→ **INPUT RECORDS**:
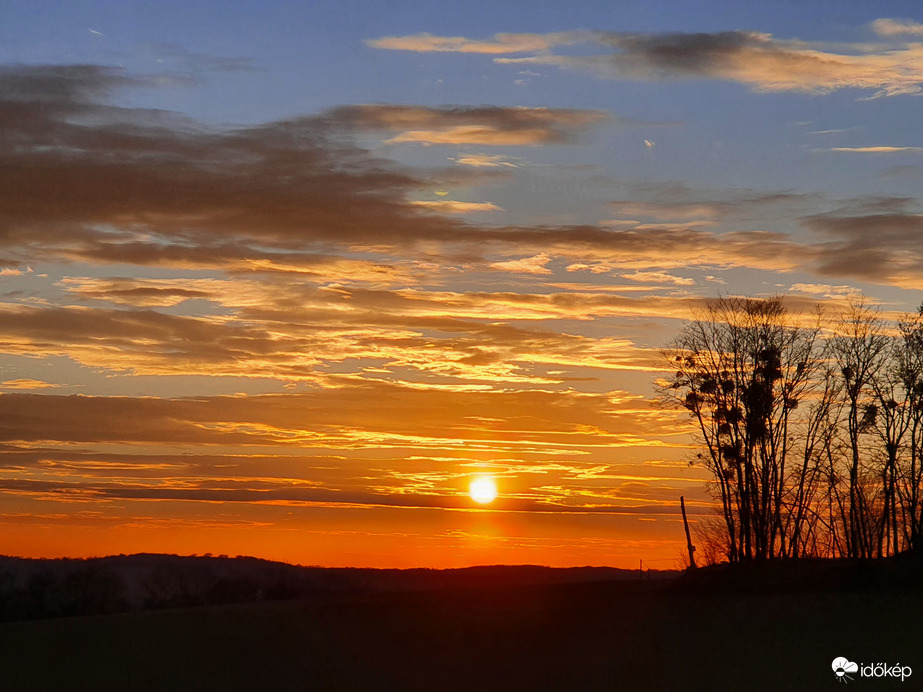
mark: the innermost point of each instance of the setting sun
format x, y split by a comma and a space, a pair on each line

* * *

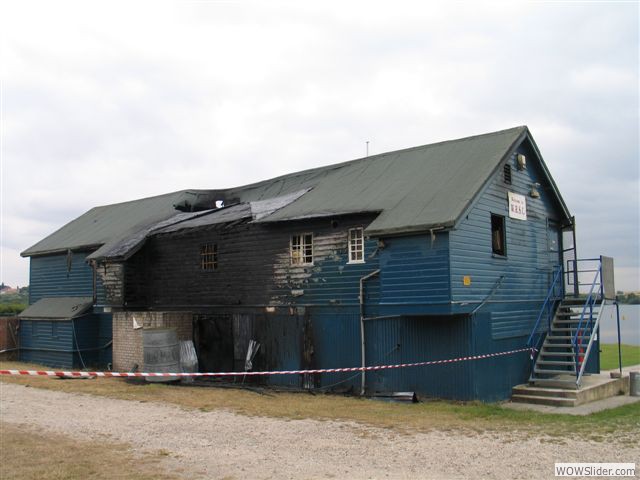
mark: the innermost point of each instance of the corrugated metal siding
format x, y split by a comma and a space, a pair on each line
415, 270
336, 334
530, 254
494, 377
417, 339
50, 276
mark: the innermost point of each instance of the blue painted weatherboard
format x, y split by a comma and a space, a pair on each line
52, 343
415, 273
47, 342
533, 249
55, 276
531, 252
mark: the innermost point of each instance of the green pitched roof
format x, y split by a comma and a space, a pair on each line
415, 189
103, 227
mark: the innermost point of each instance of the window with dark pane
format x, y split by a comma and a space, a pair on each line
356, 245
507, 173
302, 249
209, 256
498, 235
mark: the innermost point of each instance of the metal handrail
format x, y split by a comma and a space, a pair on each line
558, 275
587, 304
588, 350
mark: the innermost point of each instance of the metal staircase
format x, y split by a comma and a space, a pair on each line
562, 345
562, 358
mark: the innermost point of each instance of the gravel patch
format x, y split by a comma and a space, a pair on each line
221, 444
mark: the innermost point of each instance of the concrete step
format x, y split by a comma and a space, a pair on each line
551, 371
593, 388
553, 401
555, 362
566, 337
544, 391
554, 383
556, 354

---

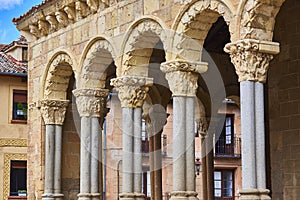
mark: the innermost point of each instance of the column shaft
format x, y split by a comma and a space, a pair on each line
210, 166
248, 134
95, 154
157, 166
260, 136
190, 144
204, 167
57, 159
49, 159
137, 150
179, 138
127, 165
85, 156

→ **AIM**:
Count the lines in the rows above that contain the word "metal". Reply with the number only.

→ **WRITTEN RESPONSE**:
3